■ EXTRACTED TEXT:
--- --- ---

Felton was born in Decatur, Georgia, on June 10, 1835. She was the daughter of Charles Latimer, a prosperous planter, merchant, general store owner. Charles was a Maryland native who moved to DeKalb County in the 1820s, and his wife, Eleanor Swift Latimer, was from Morgan, Georgia. Felton was the oldest of four children; her sister, Mary Latimer, also became prominent in women's reforms in the early 20th century. When she was 15, her father sent her to live with relatives in the town of Madison where she attended a private school within a local Presbyterian church. She then went on to attend Madison Female College, from which she received a classical liberal arts education. She graduated at the top of her class at age 17 in 1852.
In October 1853, she married Dr. William Harrell Felton at her home and moved to live with him on his plantation just north of Cartersville, Georgia. She gave birth to five children, one daughter and four sons. Only one, Howard Erwin Felton, survived childhood. In the aftermath of the Civil War, their plantation was destroyed. Because they were now unable to rely on slave labor as a means of producing income, Dr. Felton returned to farming as a way to earn income until there was enough money to open a school. Felton and her husband opened Felton Academy in Cartersville, where she and her husband both taught.
By joining the Women's Christian Temperance Union in 1886, Rebecca Latimer Felton was able to achieve stature as a speaker for equal rights for white women. Upon her entrance into the public realm independent of her husband's political career in the late 19th century, Felton attempted to employ elite men to help elite women achieve equal status in society. She believed that it was necessary for men to be held accountable, and during her 1887 address at the Women's Christian Temperance Union state convention, she argued that women were actively fulfilling their duties as wives and mothers, but men undervalued their importance. She argued that women should have more power inside of the home with more influence on the decision making process, proper education should be provided for both wives and daughters, women should have economic independence through this education, training, and later employment and women should have more influence over the children. In 1898, Felton wrote "Textile Education for Georgia Girls" as an attempt to convince Georgia legislators that education for girls was necessary. In this article, she argued that it was a man's responsibility to take care of his wife and children. Therefore, it was his responsibility to ensure his daughter had equal rights and opportunities to his sons.

--- --- ---

■ DATASET SECTION:

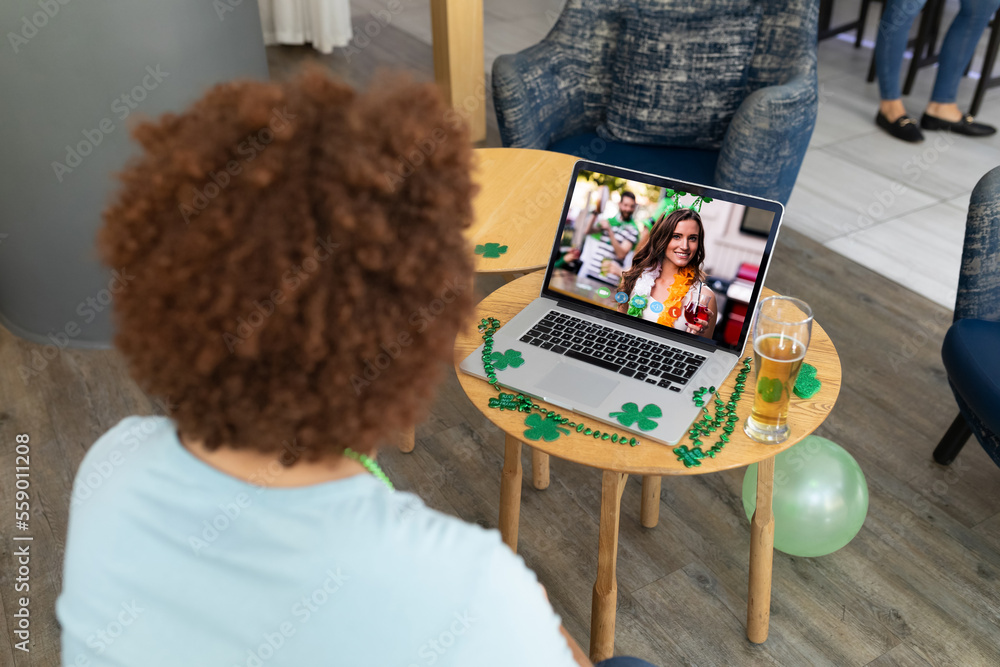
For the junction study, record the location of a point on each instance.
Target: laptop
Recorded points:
(615, 324)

--- --- ---

■ STATED PROBLEM: Pick up the account of Rebecca Latimer Felton's life after its final sentence and keep writing it.

■ RESULT OF THIS TASK:
However, this strategy was not working and in 1900 Felton officially joined the Women's Suffrage Movement. This move led her to work tirelessly for white women's rights, including the right to vote, the Progressive Movement, free public education for women, and admittance into public universities. A prominent activist for women's suffrage in Georgia, Felton found many opponents in anti-suffragist Georgians such as Mildred Lewis Rutherford. During a 1915 debate with Rutherford and other anti-suffragists before the Georgia legislative committee, the chairman allowed each of the anti-suffragists to speak for 45 minutes but demanded Felton stop speaking after 30 minutes. Felton ignored him and spoke for an extra 15 minutes, at one point making fun of Rutherford and implicitly accusing her of hypocrisy. However, the Georgia legislative committee did not pass the suffrage bill. Georgia was later the first state to reject the Nineteenth Amendment to the United States Constitution when it was proposed in 1919, and unlike most other states in the Union, Georgia did not allow women to vote in the 1920 presidential election. Women in Georgia were not given the right to vote until 1922.
Felton criticized what she saw as the hypocrisy of Southern men who boasted of superior Southern "chivalry" but opposed women's rights, and she expressed her dislike of the fact that Southern states resisted white women's suffrage longer than other regions of the US. She wrote, in 1915, that women were denied fair political participation
except in the States which have been franchised by the good sense and common honesty of the men of those States—after due consideration, and with the chivalric instinct that differentiates the coarse brutal male from the gentlemen of our nation. Shall the men of the South be less generous, less chivalrous? They have given the Southern women more praise than the man of the West—but judged by their actions Southern men have been less sincere. Honeyed phrases are pleasant to listen to, but the sensible women of our country would prefer more substantial gifts. ...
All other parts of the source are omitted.